--- Start of Stored records ---

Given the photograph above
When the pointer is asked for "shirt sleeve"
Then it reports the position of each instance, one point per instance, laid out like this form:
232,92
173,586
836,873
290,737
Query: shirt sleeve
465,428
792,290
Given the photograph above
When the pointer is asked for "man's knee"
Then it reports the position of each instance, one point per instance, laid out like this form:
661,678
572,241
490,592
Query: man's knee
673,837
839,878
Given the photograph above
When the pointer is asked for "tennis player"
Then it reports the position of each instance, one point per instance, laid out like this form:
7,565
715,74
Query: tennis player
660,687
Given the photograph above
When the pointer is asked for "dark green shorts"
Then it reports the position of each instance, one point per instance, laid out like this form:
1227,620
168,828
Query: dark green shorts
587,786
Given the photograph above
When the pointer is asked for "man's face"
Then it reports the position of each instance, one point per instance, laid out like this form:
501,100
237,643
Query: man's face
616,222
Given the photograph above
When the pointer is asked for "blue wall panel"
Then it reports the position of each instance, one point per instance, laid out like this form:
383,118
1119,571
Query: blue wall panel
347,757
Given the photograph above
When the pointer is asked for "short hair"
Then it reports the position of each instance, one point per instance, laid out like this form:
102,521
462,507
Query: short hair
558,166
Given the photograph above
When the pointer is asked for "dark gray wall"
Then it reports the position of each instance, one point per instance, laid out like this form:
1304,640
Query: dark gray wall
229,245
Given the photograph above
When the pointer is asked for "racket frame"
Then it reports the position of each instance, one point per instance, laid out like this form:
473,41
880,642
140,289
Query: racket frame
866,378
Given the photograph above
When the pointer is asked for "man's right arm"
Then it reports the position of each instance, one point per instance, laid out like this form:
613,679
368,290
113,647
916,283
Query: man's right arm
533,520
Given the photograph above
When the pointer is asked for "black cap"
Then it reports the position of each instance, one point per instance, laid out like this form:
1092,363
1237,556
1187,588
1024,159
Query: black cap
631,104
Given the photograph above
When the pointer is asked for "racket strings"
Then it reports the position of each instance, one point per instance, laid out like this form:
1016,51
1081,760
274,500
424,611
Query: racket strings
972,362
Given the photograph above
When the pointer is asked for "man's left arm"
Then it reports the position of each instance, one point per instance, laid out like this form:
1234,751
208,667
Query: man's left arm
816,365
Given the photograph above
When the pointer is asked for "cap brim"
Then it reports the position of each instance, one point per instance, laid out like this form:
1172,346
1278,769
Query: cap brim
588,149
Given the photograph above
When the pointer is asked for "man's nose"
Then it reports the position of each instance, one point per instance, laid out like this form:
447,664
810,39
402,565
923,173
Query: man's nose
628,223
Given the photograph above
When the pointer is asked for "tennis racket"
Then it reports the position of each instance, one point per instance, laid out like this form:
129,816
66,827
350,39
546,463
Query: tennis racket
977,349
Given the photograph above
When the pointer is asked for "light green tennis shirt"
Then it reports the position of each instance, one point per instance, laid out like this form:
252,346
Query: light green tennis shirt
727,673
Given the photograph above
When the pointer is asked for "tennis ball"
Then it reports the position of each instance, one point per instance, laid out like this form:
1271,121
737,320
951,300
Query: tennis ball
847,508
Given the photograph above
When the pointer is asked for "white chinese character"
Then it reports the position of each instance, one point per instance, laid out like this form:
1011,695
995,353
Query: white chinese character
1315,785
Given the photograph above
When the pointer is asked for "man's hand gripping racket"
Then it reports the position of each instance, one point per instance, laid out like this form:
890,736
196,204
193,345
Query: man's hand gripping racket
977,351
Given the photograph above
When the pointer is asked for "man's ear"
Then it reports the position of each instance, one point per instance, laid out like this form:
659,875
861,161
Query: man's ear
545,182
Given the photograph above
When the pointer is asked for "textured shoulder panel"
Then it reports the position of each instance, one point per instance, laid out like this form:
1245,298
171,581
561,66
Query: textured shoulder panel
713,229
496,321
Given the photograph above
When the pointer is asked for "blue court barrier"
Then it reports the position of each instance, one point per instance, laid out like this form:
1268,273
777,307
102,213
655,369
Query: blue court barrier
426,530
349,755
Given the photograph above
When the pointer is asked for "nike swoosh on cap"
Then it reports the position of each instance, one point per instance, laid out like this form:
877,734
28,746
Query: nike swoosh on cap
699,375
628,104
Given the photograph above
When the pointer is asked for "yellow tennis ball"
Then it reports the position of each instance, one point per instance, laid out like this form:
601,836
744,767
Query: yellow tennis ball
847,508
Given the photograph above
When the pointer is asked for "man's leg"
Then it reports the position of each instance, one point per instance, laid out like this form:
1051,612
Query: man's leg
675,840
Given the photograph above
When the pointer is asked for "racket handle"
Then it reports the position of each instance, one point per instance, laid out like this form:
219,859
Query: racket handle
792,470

--- End of Stored records ---

- The problem -
Take the lines above and print them exactly.

- Result for this exercise -
Given the photograph above
When the pointer is asked for "shirt sleeve"
Then it reports the position of each instance, one point per instance, laid out like this form:
232,92
173,586
836,873
290,737
Query: shirt sleeve
465,428
792,290
Given the photograph above
When the pointer is asked for "man's knee"
Then it reports the position of each instance, one point per instance, laid out like this form:
661,678
572,241
490,592
Query: man's knee
673,837
839,878
Given the photograph above
When the pointer is asked for "tennis player"
Then it reports the position of each instance, one point per instance, laid out like this form:
7,565
715,74
Query: tennis player
660,687
Given the photograph above
When the pointer is asked for "dark green shorts"
Then it reports the position of each instance, one point per instance, laid out like this form:
1227,620
168,828
Query: dark green shorts
587,786
Given the photograph above
When the pointer is asked for "man's face"
Then it reports the position of each instance, one point per instance, laid out like this form:
501,100
237,643
Query: man's face
616,222
Given the photograph above
When the pointer is asked for "blue wall panel"
Then it reports the position of each instance, one point per instance, laid out like this form:
383,118
1119,571
Query: blue wall panel
347,757
Given the photograph above
When the pointer is asked for "short hair"
Then it reports the position of each instance, one point per instance, laid out like this form:
102,521
462,507
Query: short hair
558,166
Given the photograph above
When the pointer is asked for "dark gray wall"
Then it reports the position of each instance, one point per instance, laid out like this form:
1304,640
Query: dark gray wall
229,245
Given the photograph above
When the pointer is asked for "racket frame"
Then it reports the position of each instance, one point per instance, laid out like this form:
473,41
880,642
140,289
Query: racket frame
866,378
Given the photograph above
When the pointer is asked for "man's right arm"
Then it reports the position of each instance, one point per instance, laid out like this form:
613,679
368,290
113,647
916,283
Query: man's right arm
533,520
Given the photograph above
When the pointer is asked for "black cap"
Then it reports the position of each instance, one point per instance, laid out like this form:
1092,363
1237,556
1187,588
1024,159
Query: black cap
631,104
Given the photograph above
When the pointer is asked for "racket strings"
Then it reports the position of each instance, one point per instance, laid out like this form:
1016,51
1081,760
274,500
424,611
Query: racket strings
972,362
Given the photograph above
When the pointer is asked for "man's left arm"
Then it reports the position of each instance, one point per instance, laid out like this form:
1234,751
208,667
Query: man's left arm
816,365
Given the photograph above
When the pointer is asked for "cap brim"
Then it reports the position of each instance, one point per instance, laid out like this form:
1172,346
1278,769
Query: cap brim
588,149
Given the photograph above
When the pointer is asked for "man's nose"
Then it reports the position of each instance, one point per instance, laid out like this form:
447,664
810,39
402,565
923,173
Query: man's nose
628,223
Given the photograph above
When the pointer is asked for "tennis racket"
Then it reports the position of each instance, one point per instance, laid out like this form:
129,816
66,827
350,39
546,463
Query: tennis racket
977,349
Given the photograph above
When the pointer is asked for "light green tennis shirt"
Then it reports the position of each instance, one point per instance, laid out like this form:
252,346
Query: light green tennis shirt
727,673
Given the photograph above
When the pointer is asked for "tennis ball"
Then it reports the position of each instance, one point per instance, laid out like this form:
1271,121
737,320
951,300
Query: tennis ball
847,508
Given the photograph above
When the pointer is asked for "white chinese character"
Then it reports the position of each instance, one point per instance, laid out like this form:
1011,695
995,353
Query: white chinese character
1315,785
Given the photograph above
When the pointer is asked for "man's hand gripping racket"
Then it reports the position of each instance, one point per instance, laid out like this form:
890,736
196,204
193,345
Query: man's hand gripping racket
977,351
Given the photograph above
When the pointer is asked for "man's ear"
Then it reports the position of each instance, one point per instance, laid out like this form:
659,875
861,161
Query: man's ear
545,182
Given the photograph above
When the pointer is asked for "textured shoulder panel"
Then it reports the position of each instance, one point per instance, laid out like this form:
1245,298
171,581
561,66
Query: textured shoulder panel
713,229
496,321
Given the photograph above
When the pointer is asked for "blue court barrier"
Then it reports the position of each instance, one point per instance, laid out like this form:
1268,273
777,307
102,213
655,369
Query: blue court barrier
426,530
349,755
Given the photograph above
When the pointer is asked for "nike swoosh on cap"
Then it reports the position of each instance, one point per instance, laid out like this form:
877,734
28,746
Query: nike swoosh on cap
699,375
628,104
Given the photograph above
When the pointer is asked for "yellow tennis ball"
Then it reports the position of each instance, one point per instance, laid out like this form:
601,836
744,767
Query: yellow tennis ball
847,508
Given the photograph above
When the pointer is asked for "man's leg"
Then it reports the position of each instance, one point per instance, laid out like this form:
1051,612
Query: man's leg
675,840
Given the photograph above
When the pointer is asked for "racket handle"
Then it reports the position of each instance, one point per instance, laid out like this form:
219,859
Query: racket handle
792,470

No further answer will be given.